# The exercise:
Quote every line of the material beneath this one.

● ● ● ●

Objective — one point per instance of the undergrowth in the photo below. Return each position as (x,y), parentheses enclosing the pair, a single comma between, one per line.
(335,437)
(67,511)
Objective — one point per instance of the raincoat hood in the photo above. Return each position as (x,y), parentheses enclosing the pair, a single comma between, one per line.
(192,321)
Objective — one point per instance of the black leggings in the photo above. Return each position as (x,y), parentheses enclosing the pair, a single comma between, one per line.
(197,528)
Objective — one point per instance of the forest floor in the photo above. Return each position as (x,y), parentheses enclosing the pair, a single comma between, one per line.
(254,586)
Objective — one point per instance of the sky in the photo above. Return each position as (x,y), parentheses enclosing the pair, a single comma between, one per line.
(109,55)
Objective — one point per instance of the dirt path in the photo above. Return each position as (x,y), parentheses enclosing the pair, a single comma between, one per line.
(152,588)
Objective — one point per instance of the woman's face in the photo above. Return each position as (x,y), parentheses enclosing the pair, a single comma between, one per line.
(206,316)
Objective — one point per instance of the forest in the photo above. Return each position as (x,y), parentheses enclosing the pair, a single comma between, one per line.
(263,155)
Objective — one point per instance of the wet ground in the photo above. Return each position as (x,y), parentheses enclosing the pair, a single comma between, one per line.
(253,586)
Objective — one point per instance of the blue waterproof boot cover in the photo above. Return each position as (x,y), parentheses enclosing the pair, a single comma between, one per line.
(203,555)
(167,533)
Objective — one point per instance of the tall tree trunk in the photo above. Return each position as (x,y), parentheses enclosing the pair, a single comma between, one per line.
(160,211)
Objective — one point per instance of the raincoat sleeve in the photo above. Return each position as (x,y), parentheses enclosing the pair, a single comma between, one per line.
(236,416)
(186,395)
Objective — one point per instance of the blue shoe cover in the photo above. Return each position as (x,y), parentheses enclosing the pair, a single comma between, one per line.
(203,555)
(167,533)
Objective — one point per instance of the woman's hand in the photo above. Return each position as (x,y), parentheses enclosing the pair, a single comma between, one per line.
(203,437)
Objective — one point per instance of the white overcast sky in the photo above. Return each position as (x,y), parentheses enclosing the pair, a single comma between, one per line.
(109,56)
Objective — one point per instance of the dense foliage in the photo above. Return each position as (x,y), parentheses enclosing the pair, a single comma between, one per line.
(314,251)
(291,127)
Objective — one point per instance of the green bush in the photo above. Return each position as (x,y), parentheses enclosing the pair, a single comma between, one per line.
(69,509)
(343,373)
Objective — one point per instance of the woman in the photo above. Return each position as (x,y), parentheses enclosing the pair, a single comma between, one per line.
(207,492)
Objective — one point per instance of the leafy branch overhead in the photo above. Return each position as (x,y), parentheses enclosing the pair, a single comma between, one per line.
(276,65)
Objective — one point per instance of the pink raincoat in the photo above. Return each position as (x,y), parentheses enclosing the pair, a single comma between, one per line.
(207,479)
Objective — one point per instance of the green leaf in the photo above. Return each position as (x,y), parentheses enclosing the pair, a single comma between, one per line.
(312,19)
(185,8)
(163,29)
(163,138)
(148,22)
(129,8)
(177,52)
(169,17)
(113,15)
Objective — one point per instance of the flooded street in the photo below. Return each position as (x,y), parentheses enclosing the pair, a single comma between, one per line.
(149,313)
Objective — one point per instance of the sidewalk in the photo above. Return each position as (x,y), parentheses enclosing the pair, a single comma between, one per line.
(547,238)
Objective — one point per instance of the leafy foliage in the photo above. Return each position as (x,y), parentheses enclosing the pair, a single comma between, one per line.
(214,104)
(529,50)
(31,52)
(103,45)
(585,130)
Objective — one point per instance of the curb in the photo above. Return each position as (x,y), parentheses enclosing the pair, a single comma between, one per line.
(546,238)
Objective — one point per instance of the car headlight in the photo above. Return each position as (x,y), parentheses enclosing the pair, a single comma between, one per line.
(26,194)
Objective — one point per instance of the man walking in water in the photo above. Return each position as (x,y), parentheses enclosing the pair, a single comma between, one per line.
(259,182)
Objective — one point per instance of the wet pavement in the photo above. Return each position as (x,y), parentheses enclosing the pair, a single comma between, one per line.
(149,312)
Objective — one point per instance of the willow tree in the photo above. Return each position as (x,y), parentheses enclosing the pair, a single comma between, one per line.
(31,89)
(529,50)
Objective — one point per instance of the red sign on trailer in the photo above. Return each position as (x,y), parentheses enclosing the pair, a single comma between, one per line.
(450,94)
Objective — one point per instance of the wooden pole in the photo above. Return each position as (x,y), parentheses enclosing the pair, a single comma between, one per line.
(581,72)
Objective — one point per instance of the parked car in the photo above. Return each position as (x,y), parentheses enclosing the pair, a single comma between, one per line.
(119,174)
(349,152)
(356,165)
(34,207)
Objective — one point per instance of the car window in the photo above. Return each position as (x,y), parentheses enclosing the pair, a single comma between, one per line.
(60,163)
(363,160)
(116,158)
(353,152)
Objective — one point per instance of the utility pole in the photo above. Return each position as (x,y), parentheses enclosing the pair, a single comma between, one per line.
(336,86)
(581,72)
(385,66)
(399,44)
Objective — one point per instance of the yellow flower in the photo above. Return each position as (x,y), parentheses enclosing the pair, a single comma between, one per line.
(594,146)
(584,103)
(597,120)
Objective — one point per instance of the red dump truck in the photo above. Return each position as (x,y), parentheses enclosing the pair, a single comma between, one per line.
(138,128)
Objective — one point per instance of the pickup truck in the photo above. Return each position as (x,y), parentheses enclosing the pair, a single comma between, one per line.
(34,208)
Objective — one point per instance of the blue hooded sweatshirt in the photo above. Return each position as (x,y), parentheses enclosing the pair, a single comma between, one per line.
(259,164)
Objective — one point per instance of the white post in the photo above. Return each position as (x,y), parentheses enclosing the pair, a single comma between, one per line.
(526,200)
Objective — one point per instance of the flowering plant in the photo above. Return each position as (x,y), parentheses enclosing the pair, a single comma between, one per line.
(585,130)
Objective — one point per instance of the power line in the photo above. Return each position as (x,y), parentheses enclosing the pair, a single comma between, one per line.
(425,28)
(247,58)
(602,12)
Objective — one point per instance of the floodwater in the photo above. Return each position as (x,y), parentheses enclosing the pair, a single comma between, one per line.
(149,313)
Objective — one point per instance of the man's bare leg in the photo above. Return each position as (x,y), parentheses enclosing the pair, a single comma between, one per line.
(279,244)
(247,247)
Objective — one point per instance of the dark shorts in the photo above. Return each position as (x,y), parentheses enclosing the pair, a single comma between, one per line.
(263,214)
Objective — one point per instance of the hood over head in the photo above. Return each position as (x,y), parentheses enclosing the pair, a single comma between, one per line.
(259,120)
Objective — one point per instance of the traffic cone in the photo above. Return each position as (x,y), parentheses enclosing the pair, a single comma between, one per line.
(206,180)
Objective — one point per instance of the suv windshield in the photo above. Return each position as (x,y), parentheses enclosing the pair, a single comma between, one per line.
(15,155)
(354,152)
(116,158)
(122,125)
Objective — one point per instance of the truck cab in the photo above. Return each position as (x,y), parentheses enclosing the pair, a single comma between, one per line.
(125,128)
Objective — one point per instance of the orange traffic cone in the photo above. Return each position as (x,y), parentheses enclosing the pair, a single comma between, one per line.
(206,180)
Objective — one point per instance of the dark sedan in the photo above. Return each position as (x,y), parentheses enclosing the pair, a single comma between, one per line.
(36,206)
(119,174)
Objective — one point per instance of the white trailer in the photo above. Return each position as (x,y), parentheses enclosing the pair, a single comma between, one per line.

● ● ● ●

# Written reply:
Objective — one point per instance of the undergrowth in the photo below. Return each position as (x,y), parentheses enclosing the pair, a single comma between, one per line.
(335,437)
(67,511)
Objective — one point per instance of the raincoat hood in the photo above. Return each position as (x,y), parentheses enclosing the pair, a single comma between, one per line.
(192,321)
Objective — one point per instance of the black leggings in the photo above. Return each position as (x,y), parentheses enclosing the pair, a single comma between, one per line.
(197,528)
Objective — one point per instance of the forest floor in the photo above. Return each position as (x,y), parentheses enclosing the pair, a single comma between, one per line.
(254,586)
Objective — one point per instance of the sky in the photo above. Return each position as (x,y), parentheses enclosing the pair, a single comma between, one per line.
(109,55)
Objective — one point per instance of the dirt path in the photo above. Return each position as (x,y), parentheses enclosing the pair, a single comma between, one per line.
(152,588)
Objective — one point per instance of the woman's face in the photo above. Return each position as (x,y), parentheses enclosing the pair, a single comma between, one per line.
(206,316)
Objective — one point per instance of the forest in the photo above. Return each position as (x,y), parentheses enclosing the pair, a single comma between, one per line.
(263,155)
Objective — one point per instance of the wet ground in the photo above. Return each position as (x,y), parentheses enclosing the pair, a single comma between, one per line.
(253,586)
Objective — one point per instance of the blue waterproof boot cover in the photo above. Return each position as (x,y), parentheses enclosing the pair, a single comma between, one per line.
(203,555)
(167,533)
Objective — one point per instance of the tall tree trunk in the photo above. Return each position as (x,y), parentheses enclosing the pair, a single comma between, one per line.
(160,211)
Objective — one point per instance of the raincoat sleeve in the photo above. Return each position as (x,y), parentheses enclosing the pair, a single comma between, one per line.
(236,416)
(186,395)
Objective — one point per instance of the blue shoe cover in the photo above. Return each position as (x,y), parentheses enclosing the pair, a single comma between, one per line.
(203,555)
(167,533)
Objective — one point per instance of the woman's hand in the photo above. Return each position as (x,y), parentheses enclosing the pair, a single comma between, one per line.
(203,437)
Objective — one point per instance of the white overcast sky in the photo above. Return each position as (x,y), parentheses enclosing the pair, a single comma between, one per line.
(109,56)
Objective — one point per instance of the dense foliage in the photo above. Return each position as (x,y), parentheses enclosing the pair, a single comma between, one per line.
(314,251)
(291,127)
Objective — one point per instance of the green bush in the photo above. Return each position as (x,y), parentheses enclosing the pair, a single comma between, one per line.
(69,509)
(343,373)
Objective — one point per instance of the woman in the photo above. Return each position as (x,y), parentheses enclosing the pair, a single comma between, one per line.
(207,492)
Objective — one point per instance of the leafy branch overhead in the photo above. Return each position as (x,y), parentheses enclosing the pair, a single comma between, one per line.
(276,65)
Objective — one point per instance of the pink raincoat in the photo above. Return each position as (x,y), parentheses enclosing the pair, a single comma between, one per line.
(207,479)
Objective — one point per instance of the green leaf in the photo above. Return each position as (x,y), parentheses enclosing the pair, a single comma between, one per line.
(312,19)
(185,8)
(163,29)
(163,138)
(148,22)
(129,8)
(177,52)
(169,17)
(113,15)
Objective — one point per instance of the flooded street in the photo below. Return each position as (x,y), parentheses enclosing the pair, a single comma between, one per line.
(149,313)
Objective — one point per instance of the sidewalk in the photo above. Return each position as (x,y), parentheses enclosing the pair, a single comma between, one per line.
(547,238)
Objective — one point per instance of the leafy foliage in the photo above. Return each position as (x,y), parentheses enclosing the pair, a single comma between, one per line.
(214,104)
(529,50)
(31,52)
(103,45)
(585,130)
Objective — one point per instance of the curb in the photo above. Return each position as (x,y), parentheses enclosing the pair, a single comma between, one per line.
(546,238)
Objective — one point per instance of the car headlight in the photo above. Return each position as (x,y), parentheses enclosing the pair, a single comma between, one per line.
(26,194)
Objective — one point per instance of the man walking in water in the photo above. Return each position as (x,y), parentheses enclosing the pair, a single comma between, one per line.
(259,182)
Objective — one point per instance of the wet pavement in the photo above. Return each position as (x,y), parentheses enclosing the pair, a single comma between, one per line.
(149,312)
Objective — one point per instance of the willow tree in the photo above. Return each position as (x,y), parentheses enclosing the pair, a single comma between, one per line.
(31,89)
(529,50)
Objective — one point per instance of the red sign on trailer in the photo above. Return each position as (x,y), parentheses enclosing the pair, a single comma between, one per line.
(450,94)
Objective — one point per instance of the wooden pole in the photo above. Return each position as (x,y), parentheses enclosing the pair, a single comma between, one per line.
(581,72)
Objective — one point per instance of the parked car in the photo above. Return each position as (x,y), parentheses enclosing the pair, a single comma between, one per line.
(119,174)
(349,152)
(356,165)
(34,207)
Objective — one point per instance of the car window in the photo above. Return each position as (x,y), parentheses enclosing the pair, a single comma between, one per line.
(60,163)
(363,160)
(116,158)
(353,152)
Objective — one point per instance of the utility pole in the photo above. Return each position as (x,y), parentheses enclosing the pair, a single comma between, one per line.
(336,86)
(581,72)
(385,66)
(399,44)
Objective — one point per instance of the yellow flower in the photo above. Return each position as (x,y), parentheses enclosing the pair, a single comma between, one per line.
(594,146)
(584,103)
(597,120)
Objective — one point per instance of the red dump truck in the photo above. Return each position as (x,y), parentheses enclosing the pair, a single comma between, one per line.
(138,128)
Objective — one point per instance of the pickup truck in the photo above. Return each position as (x,y), parentheses enclosing the pair, a single comma between, one per line.
(34,208)
Objective — one point per instance of the blue hooded sweatshirt in the photo above. Return each position as (x,y), parentheses enclosing the pair, a single comma between, one per line.
(259,164)
Objective — one point per instance of the white post in the photo above. Return each position as (x,y), parentheses enclosing the pair, a single comma between, one per line.
(526,200)
Objective — one point per instance of the flowering plant in the photo above. Return each position as (x,y), parentheses enclosing the pair, a single comma between, one per line.
(585,130)
Objective — one point per instance of the power line in the photo above. Return each position as (x,y), parentheses enclosing the pair, a single comma between, one per line.
(425,28)
(247,58)
(602,12)
Objective — one point per instance of the floodwater in the photo above. Return each position as (x,y), parentheses enclosing the pair, a single comma between, one per line.
(149,313)
Objective — one point per instance of the man's bare leg in the photo above. Return each position as (x,y), parentheses enclosing the pair, a single comma between, one per line.
(279,244)
(247,247)
Objective — one point per instance of the dark shorts in the photo above. Return each position as (x,y), parentheses enclosing the pair, a single comma between, one per line.
(263,214)
Objective — one point per instance of the hood over head in the photo above. Return each position as (x,y), parentheses enclosing the pair, a single comma between, one per line.
(259,120)
Objective — one point per instance of the traffic cone in the photo above. Return each position as (x,y), parentheses enclosing the pair, a single comma between, one per line.
(206,180)
Objective — one point per instance of the suv windshield in the photo above. Return each position as (x,y), parentheses enclosing the pair, a single comma between, one per line.
(15,155)
(354,152)
(116,158)
(122,125)
Objective — one point per instance of the truck cab in the photo above. Return each position as (x,y), parentheses enclosing the pair, a single comma between, one per line.
(125,128)
Objective — one point per instance of the orange traffic cone in the photo above. Return each position as (x,y), parentheses enclosing the pair, a single comma between, one per line.
(206,180)
Objective — one point per instance of the dark sedan in the photo above. Return each position as (x,y), parentheses enclosing the pair, a single comma between, one per line.
(36,206)
(119,174)
Objective — one point per instance of the white trailer in the photo above. Return each position as (x,y), parentheses enclosing the pair, a single comma between, one per line.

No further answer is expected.